═══ Given passage ═══

Re: Sorting out owner and group permissions...

2009-04-21 Thread Mister Olli
Hi,

I understand your point. 

But since a application can modify it to a arbritary value there must be
some way to keep the app from doing nasty stuff.
FreeBSD has MAC implementations ;-)))

Regards,
---
Mr. Olli


On Di, 2009-04-21 at 17:02 +0200, Mel Flynn wrote:
> On Tuesday 21 April 2009 15:13:47 Mister Olli wrote:
> 
> > no does not work, since using SSH / SFTP does not involve starting a
> > shell. so umask settings don't work.
> 
> Then you're using the wrong system for the task. The OS can't make 
> assumptions 
> about "what the ownership/modes of a file should really be, if an application 
> is telling it they should be different".
> This is why more mature FTP daemons allow modes/ownerships to be set on 
> upload.
> 
> The OS already:
> - gives a new file group of the containing directory so it is easy to create 
> "shared files" in a "shared directory"
> - has a default umask that is world readable
> - allows changing a users umask
> 
> The application (sftp) overrides all this and now you're expecting the OS to 
> override that again. Don't think so ;)

___
freebsd-questions@freebsd.org mailing list
http://lists.freebsd.org/mailman/listinfo/freebsd-questions
To unsubscribe, send any mail to "freebsd-questions-unsubscr...@freebsd.org"


Re: Sorting out owner and group permissions...

2009-04-21 Thread Mel Flynn
On Tuesday 21 April 2009 15:13:47 Mister Olli wrote:

> no does not work, since using SSH / SFTP does not involve starting a
> shell. so umask settings don't work.

Then you're using the wrong system for the task. The OS can't make assumptions 
about "what the ownership/modes of a file should really be, if an application 
is telling it they should be different".
This is why more mature FTP daemons allow modes/ownerships to be set on 
upload.

The OS already:
- gives a new file group of the containing directory so it is easy to create 
"shared files" in a "shared directory"
- has a default umask that is world readable
- allows changing a users umask

The application (sftp) overrides all this and now you're expecting the OS to 
override that again. Don't think so ;)
-- 
Mel
___
freebsd-questions@freebsd.org mailing list
http://lists.freebsd.org/mailman/listinfo/freebsd-questions
To unsubscribe, send any mail to "freebsd-questions-unsubscr...@freebsd.org"

═══ Information given ═══

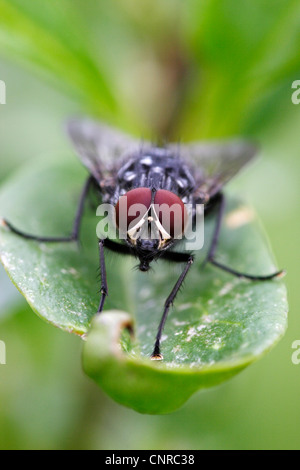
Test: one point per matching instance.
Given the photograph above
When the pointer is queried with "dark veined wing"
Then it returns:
(215, 163)
(98, 145)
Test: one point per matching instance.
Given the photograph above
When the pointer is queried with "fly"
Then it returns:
(153, 177)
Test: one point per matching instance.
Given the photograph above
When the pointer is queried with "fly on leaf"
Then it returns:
(154, 192)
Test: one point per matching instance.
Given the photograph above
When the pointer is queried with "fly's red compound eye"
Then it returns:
(171, 212)
(132, 207)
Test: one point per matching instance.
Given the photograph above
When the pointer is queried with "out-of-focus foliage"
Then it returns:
(235, 63)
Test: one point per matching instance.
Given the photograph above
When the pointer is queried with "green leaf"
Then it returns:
(46, 40)
(218, 326)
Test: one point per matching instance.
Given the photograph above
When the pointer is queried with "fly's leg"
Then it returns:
(156, 355)
(214, 243)
(76, 226)
(117, 248)
(104, 288)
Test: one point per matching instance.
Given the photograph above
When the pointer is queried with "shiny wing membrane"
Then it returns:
(99, 146)
(215, 163)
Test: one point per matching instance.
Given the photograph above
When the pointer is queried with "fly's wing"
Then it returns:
(216, 163)
(99, 146)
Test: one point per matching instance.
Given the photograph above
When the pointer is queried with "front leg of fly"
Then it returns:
(104, 287)
(156, 355)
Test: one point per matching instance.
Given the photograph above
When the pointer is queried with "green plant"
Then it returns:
(219, 325)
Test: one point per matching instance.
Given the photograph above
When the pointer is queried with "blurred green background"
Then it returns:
(172, 69)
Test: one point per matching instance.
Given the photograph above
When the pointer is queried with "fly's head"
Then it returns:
(152, 221)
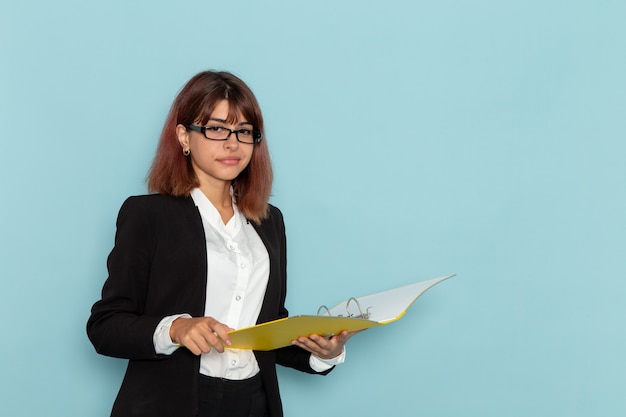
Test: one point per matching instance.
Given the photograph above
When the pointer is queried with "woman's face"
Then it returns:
(217, 162)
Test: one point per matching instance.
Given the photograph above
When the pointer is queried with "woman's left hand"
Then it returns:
(324, 348)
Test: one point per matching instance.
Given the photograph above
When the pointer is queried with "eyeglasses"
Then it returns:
(223, 133)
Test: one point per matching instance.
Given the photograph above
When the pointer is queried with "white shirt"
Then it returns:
(237, 276)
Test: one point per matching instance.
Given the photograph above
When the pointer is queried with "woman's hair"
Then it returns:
(172, 173)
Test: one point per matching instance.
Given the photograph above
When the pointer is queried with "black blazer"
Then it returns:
(158, 267)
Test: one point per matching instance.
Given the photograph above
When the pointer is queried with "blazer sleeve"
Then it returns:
(118, 326)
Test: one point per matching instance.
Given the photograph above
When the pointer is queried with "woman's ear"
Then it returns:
(183, 136)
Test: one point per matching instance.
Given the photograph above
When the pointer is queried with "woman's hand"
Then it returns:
(324, 348)
(200, 334)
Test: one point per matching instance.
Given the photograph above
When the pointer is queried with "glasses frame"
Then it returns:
(257, 136)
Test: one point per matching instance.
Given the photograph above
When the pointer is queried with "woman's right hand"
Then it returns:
(200, 334)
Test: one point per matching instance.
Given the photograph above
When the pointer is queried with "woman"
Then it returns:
(203, 255)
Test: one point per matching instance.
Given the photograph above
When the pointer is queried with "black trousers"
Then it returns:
(219, 397)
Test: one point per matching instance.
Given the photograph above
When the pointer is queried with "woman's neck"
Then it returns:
(219, 195)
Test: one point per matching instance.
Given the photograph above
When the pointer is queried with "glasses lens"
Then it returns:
(216, 132)
(245, 136)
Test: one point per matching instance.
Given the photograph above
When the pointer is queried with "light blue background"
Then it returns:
(410, 139)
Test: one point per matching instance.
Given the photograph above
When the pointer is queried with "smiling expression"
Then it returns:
(217, 162)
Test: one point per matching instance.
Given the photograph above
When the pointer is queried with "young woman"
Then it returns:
(202, 255)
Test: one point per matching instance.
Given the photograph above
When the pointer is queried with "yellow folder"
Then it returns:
(357, 313)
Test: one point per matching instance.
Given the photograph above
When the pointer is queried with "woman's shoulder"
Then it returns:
(148, 203)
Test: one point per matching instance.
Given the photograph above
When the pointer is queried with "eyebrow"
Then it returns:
(225, 121)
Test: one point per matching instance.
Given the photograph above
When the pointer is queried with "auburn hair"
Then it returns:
(172, 173)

═══

» What you should do
In the mailing list thread on owner and group permissions, what does Mel Flynn say more mature FTP daemons allow?

» Result for this exercise
They allow modes and ownerships to be set on upload.